**Job**
Could you output the following records line for line, with no changes?

Records taken from a collection
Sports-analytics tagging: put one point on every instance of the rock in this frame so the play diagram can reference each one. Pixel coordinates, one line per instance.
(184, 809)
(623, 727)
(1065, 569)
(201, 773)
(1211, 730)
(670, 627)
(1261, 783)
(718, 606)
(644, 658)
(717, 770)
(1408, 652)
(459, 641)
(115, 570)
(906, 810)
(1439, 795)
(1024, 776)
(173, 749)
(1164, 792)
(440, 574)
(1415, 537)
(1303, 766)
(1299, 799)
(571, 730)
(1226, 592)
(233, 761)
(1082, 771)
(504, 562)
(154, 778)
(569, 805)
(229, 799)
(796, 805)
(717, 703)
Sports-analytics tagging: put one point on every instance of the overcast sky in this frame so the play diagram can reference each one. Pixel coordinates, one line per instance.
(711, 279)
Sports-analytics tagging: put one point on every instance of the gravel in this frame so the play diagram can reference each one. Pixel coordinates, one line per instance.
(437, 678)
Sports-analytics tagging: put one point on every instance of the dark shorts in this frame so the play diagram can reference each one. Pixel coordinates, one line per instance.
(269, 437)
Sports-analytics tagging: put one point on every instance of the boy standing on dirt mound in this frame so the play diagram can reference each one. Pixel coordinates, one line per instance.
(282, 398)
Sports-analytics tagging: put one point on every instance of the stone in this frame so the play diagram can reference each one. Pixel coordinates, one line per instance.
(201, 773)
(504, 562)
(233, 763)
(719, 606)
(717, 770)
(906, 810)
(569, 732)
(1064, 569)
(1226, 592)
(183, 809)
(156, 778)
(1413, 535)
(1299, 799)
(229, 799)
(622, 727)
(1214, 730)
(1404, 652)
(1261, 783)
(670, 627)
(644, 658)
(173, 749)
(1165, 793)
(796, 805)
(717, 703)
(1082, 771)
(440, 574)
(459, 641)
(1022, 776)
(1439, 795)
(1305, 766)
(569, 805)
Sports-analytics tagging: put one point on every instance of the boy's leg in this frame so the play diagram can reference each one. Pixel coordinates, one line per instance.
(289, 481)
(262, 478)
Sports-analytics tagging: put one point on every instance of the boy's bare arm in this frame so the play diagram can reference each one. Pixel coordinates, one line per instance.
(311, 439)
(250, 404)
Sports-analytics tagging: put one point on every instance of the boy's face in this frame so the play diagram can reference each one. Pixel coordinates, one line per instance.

**Task output**
Sports-analytics tagging: put one point on every instance of the rock in this frame so the play diagram can reference each one. Pixel coordinates, one line per instance.
(184, 809)
(623, 727)
(1065, 569)
(201, 773)
(1211, 730)
(670, 627)
(1261, 783)
(718, 606)
(644, 658)
(717, 770)
(1408, 652)
(459, 641)
(115, 570)
(906, 810)
(1439, 795)
(1024, 776)
(173, 749)
(1164, 792)
(440, 574)
(1415, 537)
(1303, 766)
(1299, 799)
(571, 730)
(1226, 592)
(233, 761)
(1082, 771)
(504, 562)
(154, 778)
(569, 805)
(229, 799)
(796, 805)
(717, 703)
Sports-analytics tagging: put one point on every instance of the overcast sky in this frame so the play diagram can reference each one. Pixel coordinates, one line per instance.
(711, 279)
Sports-analytics tagging: put one point on every instance of the gravel in this frame so the play diagram can reference each one. Pixel coordinates, one line per instance.
(437, 678)
Sports-analytics tagging: put one point on every instance of the dark shorts in this frame so the play diagram can reference each one. Pixel coordinates, one line per instance.
(269, 437)
Sports-analytics tagging: put one point on every instance of the boy standing on dirt mound in this frame so the play diagram can reference each one. Pixel coordinates, one line per instance.
(282, 398)
Sports-analytics tagging: put one point on every instance of the stone in this frame so the play diagram can reference each one. Pixel coordinates, one line per instance.
(201, 773)
(504, 562)
(233, 763)
(719, 606)
(717, 770)
(906, 810)
(569, 732)
(1064, 569)
(1226, 592)
(183, 809)
(156, 778)
(1413, 535)
(1299, 799)
(229, 799)
(622, 727)
(1214, 730)
(1404, 652)
(1261, 783)
(670, 627)
(644, 658)
(173, 749)
(1165, 793)
(796, 805)
(717, 703)
(1082, 771)
(440, 574)
(459, 641)
(1022, 776)
(1439, 795)
(1305, 766)
(569, 805)
Sports-analytics tagging: put one point on every instance of the boy's leg in this frame so the play diagram can reference each one. Pixel coordinates, one line per instance.
(289, 481)
(262, 478)
Sports-analytics tagging: put one point on every instance of the boy's bare arm in this frame so the play diagram can reference each one. Pixel coordinates, one line per instance.
(311, 439)
(250, 404)
Sports-analytics tagging: put one point on every instance of the boy's face in this frame so the play diagram can reference each one. Pixel coordinates, one line per instance.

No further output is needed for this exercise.